◆ Page text:
==========

Finance leaders dashed to digitization in the early days of the pandemic — not only as a means of promoting business continuity amid work-from-home requirements but also as a means of accelerating modernization plans that in many cases had already been in place. For all of its drawbacks, the crisis did present forward-looking chief financial officers with a prime opportunity to overcome the inertia against change that can keep businesses stuck on paper under normal circumstances.
When Erica Woods stepped in as group CFO of the mobile authentication FinTech Entersekt last September, the company had already found its footing in a remote work environment, managing workflows and even embracing digitization in various aspects of the back office. But digitization in and of itself doesn’t necessarily deliver much value. Rather, Woods said she had higher-level goals in mind to continue driving digitization in the financial back office.
“The biggest effect of COVID is the uncertainty that it raises,” she told PYMNTS. “Even though we were already a little bit into the pandemic, I really wanted to gear up the finance team to focus on that uncertainty.” Bracing for the unknown helped Woods strategize how she led technology adoption for Entersekt moving forward. The goal isn’t simply to automate, she explained, but to use data to drive the company forward.
A Mutual Understanding
While there wasn’t much friction when it came to migrating the workforce remotely, any change in workflow can meet resistance. Embracing cloud-based accounting, as well as automated accounts receivable (AR) and accounts payable (AP) tools, helped promote a more digital environment for the firm, but implementing these solutions also required effort to encourage team members to think differently.
“It’s also around mindset, and asking: How do we optimize our processes? What are we doing efficiently and what are we not doing efficiently? And what can we actually do a little bit smarter?” said Woods.
The result was establishing a team member dedicated especially to revenue and AR in order to optimize those functions in a way that automation alone cannot. This collaborative effort expanded to Entersekt’s business partners, with AR and AP digitization requiring conversations with customers and vendors to ensure that everyone was on the same page.
“They’re used to us having conversations and saying, ‘Hey, let’s make this efficient for us, and also for you,’” noted Woods, adding that “a lot of our vendors, a lot of our banking clients, are really on a digitization journey, so there’s a mutual level of understanding.”

==========

◆ Task instructions:
Could you extend the article about Entersekt's finance digitization, picking up right after its final paragraph?

==========

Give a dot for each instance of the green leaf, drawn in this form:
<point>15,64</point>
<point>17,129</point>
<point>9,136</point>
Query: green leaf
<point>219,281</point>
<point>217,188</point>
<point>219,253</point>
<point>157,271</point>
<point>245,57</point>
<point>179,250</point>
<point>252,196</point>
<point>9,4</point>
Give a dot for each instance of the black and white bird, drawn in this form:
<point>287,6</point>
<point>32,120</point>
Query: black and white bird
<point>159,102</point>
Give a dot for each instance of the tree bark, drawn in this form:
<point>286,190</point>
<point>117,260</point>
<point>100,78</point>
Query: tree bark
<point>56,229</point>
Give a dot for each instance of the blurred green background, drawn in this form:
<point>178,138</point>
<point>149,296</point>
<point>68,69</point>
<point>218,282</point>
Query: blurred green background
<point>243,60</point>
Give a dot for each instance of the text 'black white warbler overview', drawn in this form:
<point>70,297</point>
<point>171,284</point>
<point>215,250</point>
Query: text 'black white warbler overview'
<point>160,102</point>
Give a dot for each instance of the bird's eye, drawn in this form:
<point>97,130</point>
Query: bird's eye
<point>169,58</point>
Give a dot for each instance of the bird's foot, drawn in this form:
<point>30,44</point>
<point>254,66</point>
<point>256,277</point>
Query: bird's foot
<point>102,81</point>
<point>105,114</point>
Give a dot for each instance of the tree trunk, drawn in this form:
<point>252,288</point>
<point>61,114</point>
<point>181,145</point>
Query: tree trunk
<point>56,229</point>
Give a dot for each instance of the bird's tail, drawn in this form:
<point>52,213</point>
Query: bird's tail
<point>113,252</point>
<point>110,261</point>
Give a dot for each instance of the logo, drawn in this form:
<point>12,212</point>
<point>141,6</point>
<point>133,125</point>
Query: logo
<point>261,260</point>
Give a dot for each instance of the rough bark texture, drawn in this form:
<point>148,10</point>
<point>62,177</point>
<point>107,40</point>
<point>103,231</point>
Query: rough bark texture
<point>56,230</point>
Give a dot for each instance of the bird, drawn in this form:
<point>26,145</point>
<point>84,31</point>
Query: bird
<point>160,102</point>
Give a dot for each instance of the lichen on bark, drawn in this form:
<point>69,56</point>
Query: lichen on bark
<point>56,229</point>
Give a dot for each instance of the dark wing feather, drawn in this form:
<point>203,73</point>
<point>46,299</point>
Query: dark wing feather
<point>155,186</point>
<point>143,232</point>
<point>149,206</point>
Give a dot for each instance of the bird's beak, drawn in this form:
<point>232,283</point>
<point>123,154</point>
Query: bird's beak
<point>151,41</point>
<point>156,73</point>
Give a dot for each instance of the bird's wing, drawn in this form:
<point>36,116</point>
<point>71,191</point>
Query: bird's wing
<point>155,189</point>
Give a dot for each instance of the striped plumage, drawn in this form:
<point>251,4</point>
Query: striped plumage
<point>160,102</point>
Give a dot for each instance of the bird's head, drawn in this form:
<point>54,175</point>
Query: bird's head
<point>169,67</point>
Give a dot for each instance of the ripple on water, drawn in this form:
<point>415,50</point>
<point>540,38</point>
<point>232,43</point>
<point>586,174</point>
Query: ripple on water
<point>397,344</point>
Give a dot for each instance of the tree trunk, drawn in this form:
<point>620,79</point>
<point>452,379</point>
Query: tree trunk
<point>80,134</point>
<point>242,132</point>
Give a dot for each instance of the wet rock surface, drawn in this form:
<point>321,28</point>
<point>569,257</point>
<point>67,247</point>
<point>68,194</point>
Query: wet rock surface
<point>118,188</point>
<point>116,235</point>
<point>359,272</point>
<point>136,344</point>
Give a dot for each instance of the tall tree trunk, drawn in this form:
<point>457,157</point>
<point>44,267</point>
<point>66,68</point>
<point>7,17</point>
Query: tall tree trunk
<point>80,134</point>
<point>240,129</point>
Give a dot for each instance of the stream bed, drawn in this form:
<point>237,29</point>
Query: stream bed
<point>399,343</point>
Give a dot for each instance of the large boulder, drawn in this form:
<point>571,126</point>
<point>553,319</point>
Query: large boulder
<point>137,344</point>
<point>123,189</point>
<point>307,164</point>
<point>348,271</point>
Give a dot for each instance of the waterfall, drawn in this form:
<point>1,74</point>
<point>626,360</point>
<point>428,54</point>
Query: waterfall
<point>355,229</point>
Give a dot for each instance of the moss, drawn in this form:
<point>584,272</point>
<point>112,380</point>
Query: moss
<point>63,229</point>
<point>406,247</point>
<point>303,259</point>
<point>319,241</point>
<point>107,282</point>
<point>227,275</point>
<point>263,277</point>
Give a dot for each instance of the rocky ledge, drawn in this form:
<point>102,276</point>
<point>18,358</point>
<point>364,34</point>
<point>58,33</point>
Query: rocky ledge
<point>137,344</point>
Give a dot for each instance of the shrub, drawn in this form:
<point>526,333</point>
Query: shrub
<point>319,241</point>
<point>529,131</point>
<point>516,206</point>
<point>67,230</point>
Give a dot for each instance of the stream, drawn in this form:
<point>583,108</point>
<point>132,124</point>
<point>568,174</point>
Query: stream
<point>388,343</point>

==========

◆ Response to the exercise:
Position Of Privilege
While driving digitization ahead is important, Woods had broader priorities in mind that guided the way she adopted technologies and optimized workflows. Coming into the position of CFO, she noted that cash management and cash forecasting became critical objectives to manage continued market uncertainty. As a result, any digitization efforts had to support those broader objectives, often through the generation of valuable data.
“To digitize business is to make sure that you’re automating the things that should be automated, to ensure that tools and systems can do better than us, and to make sure we’re analyzing the data,” she said, noting that she spearheaded an aggressive cash preservation effort to “drive a culture of frugality” within the enterprise.
Amid that effort to manage volatility and build up cash reserves, Woods said any digitization efforts that created data silos in the back office actually created some risk. As such, embracing automation in a way that could generate actionable data for more accurate forecasts and financial analysis became imperative.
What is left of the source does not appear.